START MATERIAL TO PROCESS
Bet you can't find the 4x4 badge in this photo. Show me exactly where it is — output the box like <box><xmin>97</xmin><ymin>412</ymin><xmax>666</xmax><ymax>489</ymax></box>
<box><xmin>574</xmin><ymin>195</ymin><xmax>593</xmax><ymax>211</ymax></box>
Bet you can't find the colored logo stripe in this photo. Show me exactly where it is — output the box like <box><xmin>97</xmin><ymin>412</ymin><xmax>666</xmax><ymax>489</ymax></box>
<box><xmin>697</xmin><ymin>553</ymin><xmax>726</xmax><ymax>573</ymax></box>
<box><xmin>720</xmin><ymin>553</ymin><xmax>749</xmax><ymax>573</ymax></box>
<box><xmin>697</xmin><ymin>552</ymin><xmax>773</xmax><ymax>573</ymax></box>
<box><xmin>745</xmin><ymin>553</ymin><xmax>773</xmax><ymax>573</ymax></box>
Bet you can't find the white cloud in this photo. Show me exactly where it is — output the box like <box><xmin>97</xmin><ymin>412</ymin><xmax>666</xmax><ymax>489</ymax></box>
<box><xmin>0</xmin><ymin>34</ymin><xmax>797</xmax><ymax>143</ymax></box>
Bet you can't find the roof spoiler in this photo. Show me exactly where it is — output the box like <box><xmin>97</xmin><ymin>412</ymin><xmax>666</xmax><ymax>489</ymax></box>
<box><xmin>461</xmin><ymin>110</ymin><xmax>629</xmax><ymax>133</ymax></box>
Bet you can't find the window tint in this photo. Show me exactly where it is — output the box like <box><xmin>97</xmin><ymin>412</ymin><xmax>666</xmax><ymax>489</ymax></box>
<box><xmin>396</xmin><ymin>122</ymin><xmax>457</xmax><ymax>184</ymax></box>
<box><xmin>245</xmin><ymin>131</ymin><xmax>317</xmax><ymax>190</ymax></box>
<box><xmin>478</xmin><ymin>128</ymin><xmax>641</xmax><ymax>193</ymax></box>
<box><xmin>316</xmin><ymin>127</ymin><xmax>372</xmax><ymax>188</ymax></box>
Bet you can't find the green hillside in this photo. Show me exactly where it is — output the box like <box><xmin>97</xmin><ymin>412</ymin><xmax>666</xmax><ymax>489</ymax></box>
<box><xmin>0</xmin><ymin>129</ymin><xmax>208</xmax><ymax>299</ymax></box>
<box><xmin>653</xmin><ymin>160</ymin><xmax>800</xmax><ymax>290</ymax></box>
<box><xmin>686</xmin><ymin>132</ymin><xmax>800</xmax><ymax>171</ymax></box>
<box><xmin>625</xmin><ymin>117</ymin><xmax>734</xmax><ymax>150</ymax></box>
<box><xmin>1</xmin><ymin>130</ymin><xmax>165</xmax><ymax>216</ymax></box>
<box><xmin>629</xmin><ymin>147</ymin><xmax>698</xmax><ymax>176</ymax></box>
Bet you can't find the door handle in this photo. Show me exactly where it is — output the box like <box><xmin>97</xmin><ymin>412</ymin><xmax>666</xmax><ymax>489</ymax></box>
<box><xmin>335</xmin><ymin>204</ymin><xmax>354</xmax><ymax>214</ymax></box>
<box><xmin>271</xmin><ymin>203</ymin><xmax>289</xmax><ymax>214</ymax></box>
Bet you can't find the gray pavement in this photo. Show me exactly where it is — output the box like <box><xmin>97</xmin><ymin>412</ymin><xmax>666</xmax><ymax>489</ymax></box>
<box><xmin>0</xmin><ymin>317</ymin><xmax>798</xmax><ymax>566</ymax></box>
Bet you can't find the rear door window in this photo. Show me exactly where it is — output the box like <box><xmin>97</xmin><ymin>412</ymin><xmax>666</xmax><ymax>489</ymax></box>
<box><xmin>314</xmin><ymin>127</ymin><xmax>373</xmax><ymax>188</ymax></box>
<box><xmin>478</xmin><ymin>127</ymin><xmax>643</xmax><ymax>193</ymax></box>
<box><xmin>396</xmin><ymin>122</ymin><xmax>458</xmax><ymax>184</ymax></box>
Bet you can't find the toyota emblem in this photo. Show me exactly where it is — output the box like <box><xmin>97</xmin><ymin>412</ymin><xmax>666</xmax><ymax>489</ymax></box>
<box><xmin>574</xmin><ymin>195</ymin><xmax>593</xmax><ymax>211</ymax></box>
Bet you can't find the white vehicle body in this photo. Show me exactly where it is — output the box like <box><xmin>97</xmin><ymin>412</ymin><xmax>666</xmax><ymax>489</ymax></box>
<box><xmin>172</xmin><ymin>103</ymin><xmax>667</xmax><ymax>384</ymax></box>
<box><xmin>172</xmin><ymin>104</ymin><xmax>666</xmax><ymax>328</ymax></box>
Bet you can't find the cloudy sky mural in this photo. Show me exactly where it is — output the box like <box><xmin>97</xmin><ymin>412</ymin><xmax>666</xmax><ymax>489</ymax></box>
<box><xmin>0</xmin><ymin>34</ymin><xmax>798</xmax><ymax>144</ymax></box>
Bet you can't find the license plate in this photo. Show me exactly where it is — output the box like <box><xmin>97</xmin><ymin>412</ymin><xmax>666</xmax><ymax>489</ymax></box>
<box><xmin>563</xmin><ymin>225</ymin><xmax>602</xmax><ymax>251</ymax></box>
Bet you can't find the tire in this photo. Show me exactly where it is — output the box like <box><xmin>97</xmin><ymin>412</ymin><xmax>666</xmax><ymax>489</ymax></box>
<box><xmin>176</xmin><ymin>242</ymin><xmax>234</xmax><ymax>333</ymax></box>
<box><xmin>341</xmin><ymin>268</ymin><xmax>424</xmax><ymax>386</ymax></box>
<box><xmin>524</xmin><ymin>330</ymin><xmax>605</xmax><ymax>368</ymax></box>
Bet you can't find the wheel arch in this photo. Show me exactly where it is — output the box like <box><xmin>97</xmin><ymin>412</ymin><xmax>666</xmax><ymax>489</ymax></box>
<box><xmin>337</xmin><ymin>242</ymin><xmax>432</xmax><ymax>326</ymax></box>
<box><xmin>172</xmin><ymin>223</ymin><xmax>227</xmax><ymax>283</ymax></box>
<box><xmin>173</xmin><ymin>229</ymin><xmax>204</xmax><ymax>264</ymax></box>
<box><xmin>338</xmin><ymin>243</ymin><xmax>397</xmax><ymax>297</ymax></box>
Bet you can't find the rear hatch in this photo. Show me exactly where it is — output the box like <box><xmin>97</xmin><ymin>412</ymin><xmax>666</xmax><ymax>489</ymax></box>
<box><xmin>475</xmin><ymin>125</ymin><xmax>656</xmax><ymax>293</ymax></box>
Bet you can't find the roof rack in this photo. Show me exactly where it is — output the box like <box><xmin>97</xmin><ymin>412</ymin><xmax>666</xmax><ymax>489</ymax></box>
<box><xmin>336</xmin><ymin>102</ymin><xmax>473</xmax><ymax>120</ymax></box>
END MATERIAL TO PROCESS
= REQUIRED ACTION =
Please copy all of the data above exactly.

= EXPECTED OUTPUT =
Bet you can't find the 4x4 badge in this photo. Show me exactly where it is — output the box like <box><xmin>97</xmin><ymin>412</ymin><xmax>666</xmax><ymax>489</ymax></box>
<box><xmin>574</xmin><ymin>195</ymin><xmax>593</xmax><ymax>211</ymax></box>
Bet you can't find the colored logo stripe in this photo. Show me exactly where it is — output the box like <box><xmin>97</xmin><ymin>412</ymin><xmax>666</xmax><ymax>489</ymax></box>
<box><xmin>697</xmin><ymin>553</ymin><xmax>726</xmax><ymax>573</ymax></box>
<box><xmin>720</xmin><ymin>553</ymin><xmax>749</xmax><ymax>573</ymax></box>
<box><xmin>697</xmin><ymin>552</ymin><xmax>773</xmax><ymax>573</ymax></box>
<box><xmin>745</xmin><ymin>553</ymin><xmax>773</xmax><ymax>573</ymax></box>
Bet you can't find the white cloud in this photo. Show me exactly where it is — output the box like <box><xmin>97</xmin><ymin>412</ymin><xmax>666</xmax><ymax>489</ymax></box>
<box><xmin>0</xmin><ymin>34</ymin><xmax>797</xmax><ymax>143</ymax></box>
Bet you can't find the roof spoiler in this photo. Show me exactly where it is — output the box like <box><xmin>97</xmin><ymin>412</ymin><xmax>666</xmax><ymax>489</ymax></box>
<box><xmin>461</xmin><ymin>110</ymin><xmax>629</xmax><ymax>133</ymax></box>
Bet you can't find the window tint in this photo. Show me exactly where it is — output the box like <box><xmin>97</xmin><ymin>412</ymin><xmax>666</xmax><ymax>489</ymax></box>
<box><xmin>396</xmin><ymin>122</ymin><xmax>457</xmax><ymax>184</ymax></box>
<box><xmin>245</xmin><ymin>131</ymin><xmax>317</xmax><ymax>190</ymax></box>
<box><xmin>478</xmin><ymin>128</ymin><xmax>641</xmax><ymax>193</ymax></box>
<box><xmin>316</xmin><ymin>127</ymin><xmax>372</xmax><ymax>188</ymax></box>
Bet you can't find the green hillside in this photo. Show me exactly where it is — output the box like <box><xmin>97</xmin><ymin>412</ymin><xmax>666</xmax><ymax>489</ymax></box>
<box><xmin>0</xmin><ymin>129</ymin><xmax>208</xmax><ymax>299</ymax></box>
<box><xmin>653</xmin><ymin>160</ymin><xmax>800</xmax><ymax>290</ymax></box>
<box><xmin>686</xmin><ymin>132</ymin><xmax>800</xmax><ymax>171</ymax></box>
<box><xmin>625</xmin><ymin>117</ymin><xmax>734</xmax><ymax>150</ymax></box>
<box><xmin>1</xmin><ymin>130</ymin><xmax>165</xmax><ymax>216</ymax></box>
<box><xmin>629</xmin><ymin>147</ymin><xmax>698</xmax><ymax>176</ymax></box>
Bet you can't find the door handle in this photo. Show me exactly where it is — output the box like <box><xmin>97</xmin><ymin>412</ymin><xmax>666</xmax><ymax>489</ymax></box>
<box><xmin>335</xmin><ymin>204</ymin><xmax>354</xmax><ymax>214</ymax></box>
<box><xmin>271</xmin><ymin>203</ymin><xmax>289</xmax><ymax>214</ymax></box>
Bet you can't find the gray pavement in this photo. Show me exactly where it is — output the box like <box><xmin>97</xmin><ymin>412</ymin><xmax>666</xmax><ymax>489</ymax></box>
<box><xmin>0</xmin><ymin>317</ymin><xmax>798</xmax><ymax>566</ymax></box>
Bet you can't find the rear door window in this photo. Show me exactly where it is — output the box like <box><xmin>97</xmin><ymin>412</ymin><xmax>666</xmax><ymax>489</ymax></box>
<box><xmin>314</xmin><ymin>127</ymin><xmax>373</xmax><ymax>188</ymax></box>
<box><xmin>478</xmin><ymin>127</ymin><xmax>643</xmax><ymax>193</ymax></box>
<box><xmin>396</xmin><ymin>122</ymin><xmax>458</xmax><ymax>184</ymax></box>
Bet you can't find the toyota emblem in this photo. Show me exactly where it is — output the box like <box><xmin>97</xmin><ymin>412</ymin><xmax>666</xmax><ymax>489</ymax></box>
<box><xmin>574</xmin><ymin>195</ymin><xmax>593</xmax><ymax>211</ymax></box>
Bet you can't find the white vehicle body in this photo. Show me exactly where it is — output the box like <box><xmin>97</xmin><ymin>412</ymin><xmax>666</xmax><ymax>489</ymax></box>
<box><xmin>172</xmin><ymin>103</ymin><xmax>667</xmax><ymax>384</ymax></box>
<box><xmin>172</xmin><ymin>104</ymin><xmax>666</xmax><ymax>328</ymax></box>
Bet you can't find the cloudy sky mural in this photo. Show me exactly where it is — output the box like <box><xmin>97</xmin><ymin>412</ymin><xmax>666</xmax><ymax>489</ymax></box>
<box><xmin>0</xmin><ymin>34</ymin><xmax>798</xmax><ymax>144</ymax></box>
Bet you can't find the license plate in this photo. Show me exactly where it is — output the box like <box><xmin>97</xmin><ymin>412</ymin><xmax>666</xmax><ymax>489</ymax></box>
<box><xmin>563</xmin><ymin>225</ymin><xmax>602</xmax><ymax>251</ymax></box>
Bet you can't find the tire in this photo. Show me exactly where it is — output the box like <box><xmin>97</xmin><ymin>412</ymin><xmax>666</xmax><ymax>489</ymax></box>
<box><xmin>176</xmin><ymin>242</ymin><xmax>234</xmax><ymax>333</ymax></box>
<box><xmin>341</xmin><ymin>268</ymin><xmax>424</xmax><ymax>386</ymax></box>
<box><xmin>524</xmin><ymin>330</ymin><xmax>605</xmax><ymax>368</ymax></box>
Bet you can't find the wheel arch in this photo. Show me exactly where it is — output the box like <box><xmin>97</xmin><ymin>412</ymin><xmax>666</xmax><ymax>489</ymax></box>
<box><xmin>337</xmin><ymin>242</ymin><xmax>432</xmax><ymax>326</ymax></box>
<box><xmin>172</xmin><ymin>223</ymin><xmax>227</xmax><ymax>283</ymax></box>
<box><xmin>173</xmin><ymin>229</ymin><xmax>204</xmax><ymax>264</ymax></box>
<box><xmin>338</xmin><ymin>243</ymin><xmax>397</xmax><ymax>297</ymax></box>
Bet you can't find the rear hatch in this photo. Show me exactly where it is — output the box like <box><xmin>97</xmin><ymin>412</ymin><xmax>666</xmax><ymax>489</ymax></box>
<box><xmin>475</xmin><ymin>125</ymin><xmax>656</xmax><ymax>293</ymax></box>
Bet you can't find the roof rack in this photo. Show me exactly where it is — output the box like <box><xmin>97</xmin><ymin>412</ymin><xmax>666</xmax><ymax>489</ymax></box>
<box><xmin>336</xmin><ymin>102</ymin><xmax>473</xmax><ymax>120</ymax></box>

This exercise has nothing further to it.